Please repeat the lines from the one with "drawmask --target denim" to the one with "Draw the outline of every instance of the denim", substituting "cargo pants" for "denim jeans" and changing nothing else.

DATA LISTING:
━━━━━━━━━━━━━━━━

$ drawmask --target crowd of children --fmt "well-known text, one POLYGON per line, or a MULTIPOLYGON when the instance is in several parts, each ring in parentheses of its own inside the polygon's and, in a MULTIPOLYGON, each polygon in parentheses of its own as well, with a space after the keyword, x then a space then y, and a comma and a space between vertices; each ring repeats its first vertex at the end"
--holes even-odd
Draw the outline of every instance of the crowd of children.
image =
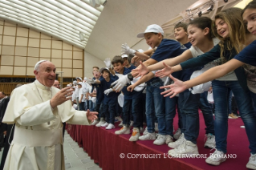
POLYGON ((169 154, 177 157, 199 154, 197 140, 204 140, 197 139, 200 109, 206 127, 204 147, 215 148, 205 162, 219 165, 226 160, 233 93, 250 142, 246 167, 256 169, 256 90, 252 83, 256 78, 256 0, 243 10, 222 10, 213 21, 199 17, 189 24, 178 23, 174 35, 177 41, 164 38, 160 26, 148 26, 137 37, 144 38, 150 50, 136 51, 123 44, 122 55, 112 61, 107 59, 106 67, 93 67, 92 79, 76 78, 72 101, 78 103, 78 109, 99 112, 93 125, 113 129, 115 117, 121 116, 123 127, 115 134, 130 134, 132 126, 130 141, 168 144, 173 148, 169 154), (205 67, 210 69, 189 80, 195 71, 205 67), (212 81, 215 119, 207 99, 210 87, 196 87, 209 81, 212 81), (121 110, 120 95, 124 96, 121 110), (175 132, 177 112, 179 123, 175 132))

━━━━━━━━━━━━━━━━

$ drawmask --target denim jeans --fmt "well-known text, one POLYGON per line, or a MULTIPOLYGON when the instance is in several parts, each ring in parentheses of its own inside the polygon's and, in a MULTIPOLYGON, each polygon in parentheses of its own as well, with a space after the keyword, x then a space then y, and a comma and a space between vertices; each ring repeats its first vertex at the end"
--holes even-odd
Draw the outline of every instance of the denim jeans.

━━━━━━━━━━━━━━━━

TASK RESPONSE:
$ drawmask --target cargo pants --fmt "well-known text, one POLYGON per line, or a MULTIPOLYGON when the instance is in several parts, each ring in parentheses of its own inside the polygon's and, in a MULTIPOLYGON, each polygon in parentheses of its own as well, with a space after the keyword, x then a space then y, and a comma and a space between vertices; each ring repeats its first vertex at the end"
--holes even-odd
Draw the outline of every instance of the cargo pants.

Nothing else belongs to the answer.